REQUIREMENT -
Report each line in the items below that contains the string "street", matching case exactly.
* start DATA EXTRACT *
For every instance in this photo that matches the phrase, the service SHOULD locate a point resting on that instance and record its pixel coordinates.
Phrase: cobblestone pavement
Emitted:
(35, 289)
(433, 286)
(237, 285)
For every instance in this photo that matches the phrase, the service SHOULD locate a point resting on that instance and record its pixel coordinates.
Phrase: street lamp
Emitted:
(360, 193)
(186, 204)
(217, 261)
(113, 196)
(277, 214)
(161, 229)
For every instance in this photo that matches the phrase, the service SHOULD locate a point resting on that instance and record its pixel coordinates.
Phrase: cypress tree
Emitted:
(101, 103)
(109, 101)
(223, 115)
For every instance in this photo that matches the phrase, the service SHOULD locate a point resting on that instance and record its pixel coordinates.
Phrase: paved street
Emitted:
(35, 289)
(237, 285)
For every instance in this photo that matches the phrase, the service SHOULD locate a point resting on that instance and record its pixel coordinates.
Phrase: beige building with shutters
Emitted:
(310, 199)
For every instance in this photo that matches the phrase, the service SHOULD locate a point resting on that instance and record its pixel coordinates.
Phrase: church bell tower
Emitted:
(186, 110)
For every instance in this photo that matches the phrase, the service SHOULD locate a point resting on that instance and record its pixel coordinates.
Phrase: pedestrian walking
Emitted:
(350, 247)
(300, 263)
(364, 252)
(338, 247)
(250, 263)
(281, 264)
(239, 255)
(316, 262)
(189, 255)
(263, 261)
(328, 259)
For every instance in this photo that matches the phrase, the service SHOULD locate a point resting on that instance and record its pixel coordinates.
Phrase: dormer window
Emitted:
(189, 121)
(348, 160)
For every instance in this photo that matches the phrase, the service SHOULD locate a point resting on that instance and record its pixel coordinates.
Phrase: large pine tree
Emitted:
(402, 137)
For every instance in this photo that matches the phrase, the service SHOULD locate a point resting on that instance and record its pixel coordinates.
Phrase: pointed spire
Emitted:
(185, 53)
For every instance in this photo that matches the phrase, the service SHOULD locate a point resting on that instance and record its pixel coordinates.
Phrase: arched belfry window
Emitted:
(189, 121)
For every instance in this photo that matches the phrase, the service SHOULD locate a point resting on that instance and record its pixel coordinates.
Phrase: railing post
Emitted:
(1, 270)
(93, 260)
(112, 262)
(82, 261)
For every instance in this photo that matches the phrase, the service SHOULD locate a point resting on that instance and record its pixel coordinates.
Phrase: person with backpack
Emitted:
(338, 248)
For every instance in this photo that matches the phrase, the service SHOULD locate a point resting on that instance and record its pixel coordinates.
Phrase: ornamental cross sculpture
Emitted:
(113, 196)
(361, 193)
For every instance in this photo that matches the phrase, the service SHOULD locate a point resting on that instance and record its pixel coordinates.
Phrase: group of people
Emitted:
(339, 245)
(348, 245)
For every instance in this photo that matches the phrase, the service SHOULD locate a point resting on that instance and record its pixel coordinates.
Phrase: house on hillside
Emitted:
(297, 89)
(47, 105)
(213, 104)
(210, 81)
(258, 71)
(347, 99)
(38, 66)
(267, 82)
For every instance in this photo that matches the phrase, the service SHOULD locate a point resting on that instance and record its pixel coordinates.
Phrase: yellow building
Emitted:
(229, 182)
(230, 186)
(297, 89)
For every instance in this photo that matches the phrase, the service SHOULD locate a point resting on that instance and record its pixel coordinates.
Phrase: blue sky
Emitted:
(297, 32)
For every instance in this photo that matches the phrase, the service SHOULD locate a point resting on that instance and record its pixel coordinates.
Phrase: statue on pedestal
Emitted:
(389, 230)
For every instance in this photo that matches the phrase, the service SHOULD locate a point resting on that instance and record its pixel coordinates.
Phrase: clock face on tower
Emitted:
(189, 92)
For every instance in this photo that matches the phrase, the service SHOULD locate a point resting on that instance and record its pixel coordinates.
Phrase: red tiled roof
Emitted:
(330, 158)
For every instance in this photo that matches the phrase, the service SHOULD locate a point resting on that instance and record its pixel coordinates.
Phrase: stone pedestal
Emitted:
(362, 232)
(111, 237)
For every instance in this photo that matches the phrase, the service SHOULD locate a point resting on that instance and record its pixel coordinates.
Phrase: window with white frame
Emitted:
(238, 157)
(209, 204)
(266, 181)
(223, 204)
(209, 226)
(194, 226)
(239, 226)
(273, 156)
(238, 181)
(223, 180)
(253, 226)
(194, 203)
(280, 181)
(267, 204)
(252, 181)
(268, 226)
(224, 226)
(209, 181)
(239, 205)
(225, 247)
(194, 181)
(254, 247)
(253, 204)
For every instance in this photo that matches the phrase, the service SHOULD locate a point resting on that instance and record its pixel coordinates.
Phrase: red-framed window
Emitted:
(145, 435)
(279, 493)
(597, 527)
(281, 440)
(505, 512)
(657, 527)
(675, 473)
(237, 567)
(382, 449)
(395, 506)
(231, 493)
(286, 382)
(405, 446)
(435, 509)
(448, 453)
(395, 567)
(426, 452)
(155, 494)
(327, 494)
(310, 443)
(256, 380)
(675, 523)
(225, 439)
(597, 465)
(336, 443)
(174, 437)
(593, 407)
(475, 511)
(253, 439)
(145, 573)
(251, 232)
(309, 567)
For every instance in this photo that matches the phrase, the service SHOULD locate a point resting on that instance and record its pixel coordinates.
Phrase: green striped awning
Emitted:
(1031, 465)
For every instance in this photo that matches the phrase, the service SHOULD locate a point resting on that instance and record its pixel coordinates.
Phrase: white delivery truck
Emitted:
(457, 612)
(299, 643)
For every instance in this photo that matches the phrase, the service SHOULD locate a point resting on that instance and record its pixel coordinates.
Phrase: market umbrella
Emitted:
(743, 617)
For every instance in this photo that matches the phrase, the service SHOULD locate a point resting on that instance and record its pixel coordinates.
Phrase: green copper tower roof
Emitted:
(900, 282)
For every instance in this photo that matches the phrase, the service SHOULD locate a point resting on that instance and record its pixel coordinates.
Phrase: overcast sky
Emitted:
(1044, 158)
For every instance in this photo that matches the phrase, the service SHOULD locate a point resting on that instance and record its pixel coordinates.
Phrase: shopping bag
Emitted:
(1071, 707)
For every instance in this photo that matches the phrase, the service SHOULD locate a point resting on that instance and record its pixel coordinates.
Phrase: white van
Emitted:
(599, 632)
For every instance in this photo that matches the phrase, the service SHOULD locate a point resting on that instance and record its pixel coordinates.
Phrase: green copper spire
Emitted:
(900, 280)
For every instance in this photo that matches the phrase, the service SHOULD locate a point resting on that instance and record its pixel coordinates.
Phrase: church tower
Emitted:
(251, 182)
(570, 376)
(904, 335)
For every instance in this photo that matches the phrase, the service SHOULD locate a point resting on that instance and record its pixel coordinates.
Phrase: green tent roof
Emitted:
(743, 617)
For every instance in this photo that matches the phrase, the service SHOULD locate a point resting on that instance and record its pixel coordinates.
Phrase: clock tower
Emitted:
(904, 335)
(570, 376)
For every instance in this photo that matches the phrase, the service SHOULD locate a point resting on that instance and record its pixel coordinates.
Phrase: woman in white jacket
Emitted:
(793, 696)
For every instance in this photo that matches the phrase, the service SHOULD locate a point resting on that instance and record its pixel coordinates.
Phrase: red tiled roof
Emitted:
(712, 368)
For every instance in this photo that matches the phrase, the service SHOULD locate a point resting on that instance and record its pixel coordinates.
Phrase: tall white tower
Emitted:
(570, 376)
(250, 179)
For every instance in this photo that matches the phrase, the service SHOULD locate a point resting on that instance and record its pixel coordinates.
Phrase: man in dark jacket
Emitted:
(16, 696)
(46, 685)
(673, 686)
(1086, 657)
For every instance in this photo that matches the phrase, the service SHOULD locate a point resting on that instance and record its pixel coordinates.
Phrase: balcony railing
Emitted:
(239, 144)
* end DATA EXTRACT *
ANSWER TO THE PROBLEM -
Phrase: street lamp
Phrase: paved street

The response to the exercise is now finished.